%%
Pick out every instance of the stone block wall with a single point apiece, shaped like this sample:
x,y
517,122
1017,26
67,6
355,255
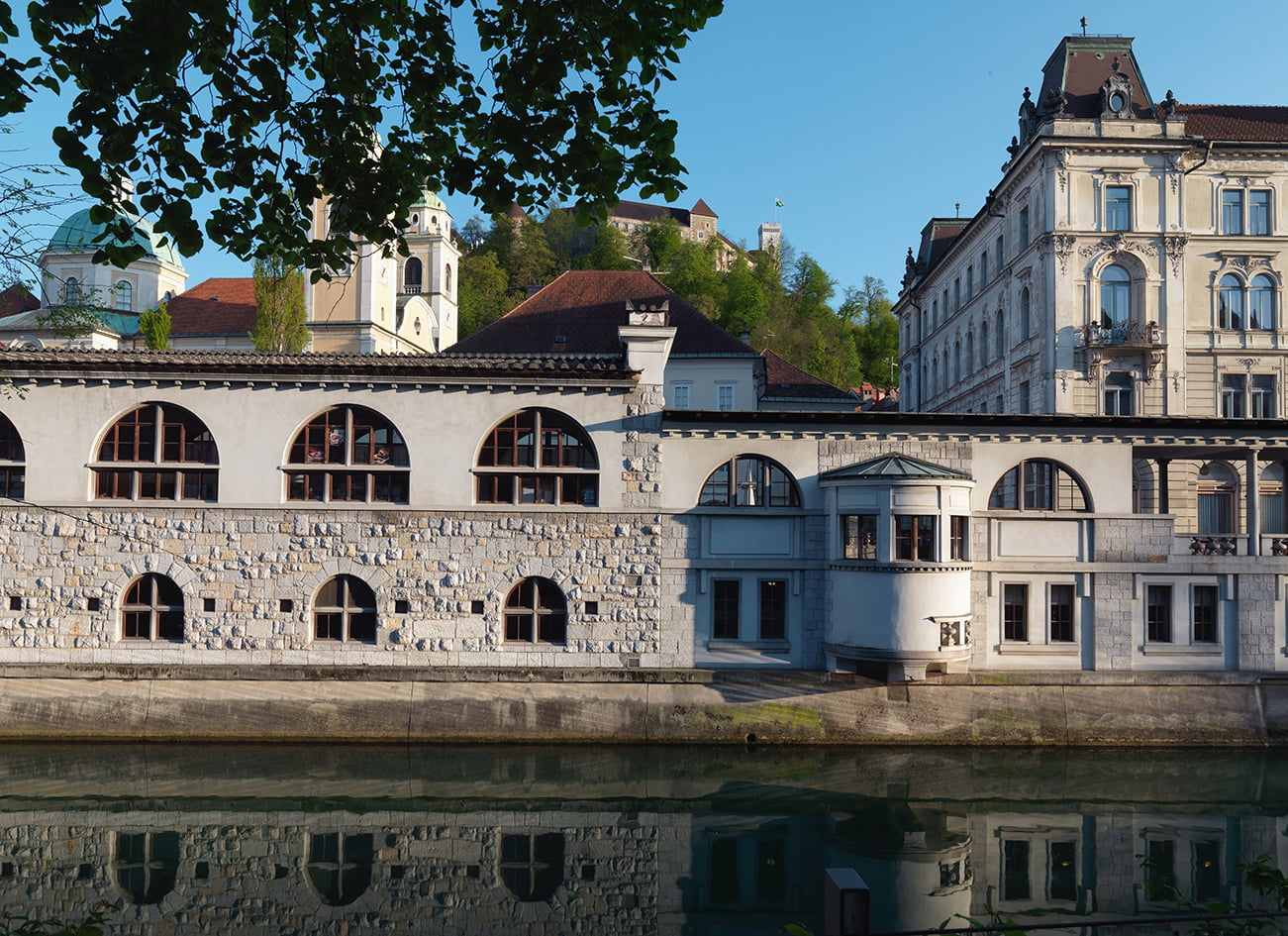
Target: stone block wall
x,y
250,567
%%
> [What the exercise asks]
Copy the lines above word for word, omitting the picture.

> [Expected answer]
Pick out every instance of the stone block wall with a single point apiece, shaped like this sample:
x,y
517,122
1017,26
67,6
355,255
Target: stone block wall
x,y
250,567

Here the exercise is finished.